Saved data entries:

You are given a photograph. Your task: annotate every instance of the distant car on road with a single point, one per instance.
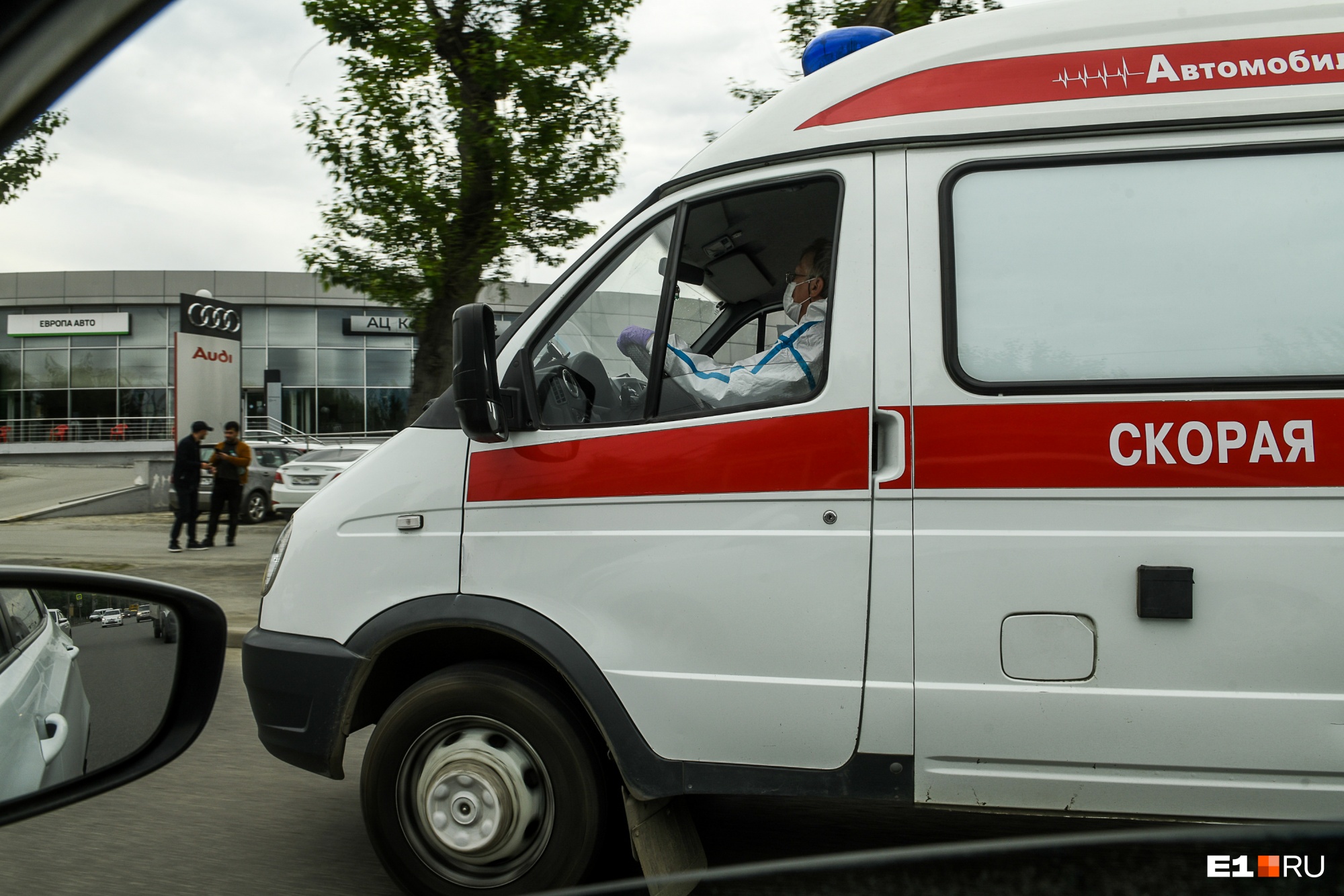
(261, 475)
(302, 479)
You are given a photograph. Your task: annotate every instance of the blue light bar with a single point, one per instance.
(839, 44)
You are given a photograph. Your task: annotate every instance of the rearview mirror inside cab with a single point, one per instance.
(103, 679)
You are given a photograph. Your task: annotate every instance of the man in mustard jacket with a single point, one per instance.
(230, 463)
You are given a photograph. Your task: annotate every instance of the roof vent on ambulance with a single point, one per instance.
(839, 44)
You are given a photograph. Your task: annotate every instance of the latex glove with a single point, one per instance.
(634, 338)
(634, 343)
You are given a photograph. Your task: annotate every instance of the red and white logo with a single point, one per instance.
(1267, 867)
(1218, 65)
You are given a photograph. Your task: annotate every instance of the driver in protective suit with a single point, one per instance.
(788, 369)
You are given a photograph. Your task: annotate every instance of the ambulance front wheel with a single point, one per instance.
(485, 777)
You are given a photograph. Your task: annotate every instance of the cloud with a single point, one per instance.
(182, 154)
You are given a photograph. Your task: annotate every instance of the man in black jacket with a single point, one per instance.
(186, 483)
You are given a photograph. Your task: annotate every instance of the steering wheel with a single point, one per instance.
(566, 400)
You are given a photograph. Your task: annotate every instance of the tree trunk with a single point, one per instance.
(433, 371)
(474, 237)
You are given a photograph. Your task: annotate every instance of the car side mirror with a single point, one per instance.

## [PROBLEM TO SOLVE]
The records above should be reproduced exactly, with no pictures included.

## [SOLUTION TO THIS PROBLEM]
You are given a photograph. Your task: annotate every instance of the distant car on road with a single point, one per instance.
(261, 475)
(302, 479)
You are given a photograph. Your task: annotate every instance of the blue light bar with a single point, one per instance.
(839, 44)
You are given a photograph. Your task: annotate every instance of the rearview mirror inside cab with a single point, one per instance.
(103, 679)
You are given a photograph. Your task: annotate every instance of the man in mustard jacket with a single point, one per instance.
(230, 463)
You are given a photograph. Your task: annotate every instance of the roof vent on ambulance with a single point, one per instance.
(839, 44)
You are given a photograph. Your task: annotate every instance of the latex glove with a single point, one per instance.
(634, 338)
(634, 343)
You are given a photograph. Your task: annotate every instance of the red and white logo with a single point, one per instance.
(1267, 867)
(1218, 65)
You are given a photograph. Your task: annotate every instance of the driver in protective suit with a single point, one per instance.
(788, 369)
You are given a photograph. Your task: annotate every instance of the ambulance front wheel with a single point, one per instance.
(485, 777)
You are given a photograph. Your task: annotate every instance of the cloud with a single point, one per instance.
(182, 154)
You are given a photograph. Your task: annotate every instance of the man in black jacket with a single point, one per instance.
(186, 483)
You are given a photograph. Your task: annotate every instance of the steering wheel with a single point, one per instance.
(566, 400)
You are given a photograph. Your task: annotate every instance of the tree trunk with a single point, one per instance.
(433, 371)
(474, 237)
You are given a photograph. Your task: annotate every instance of the car side mirror with a single point, one per instance.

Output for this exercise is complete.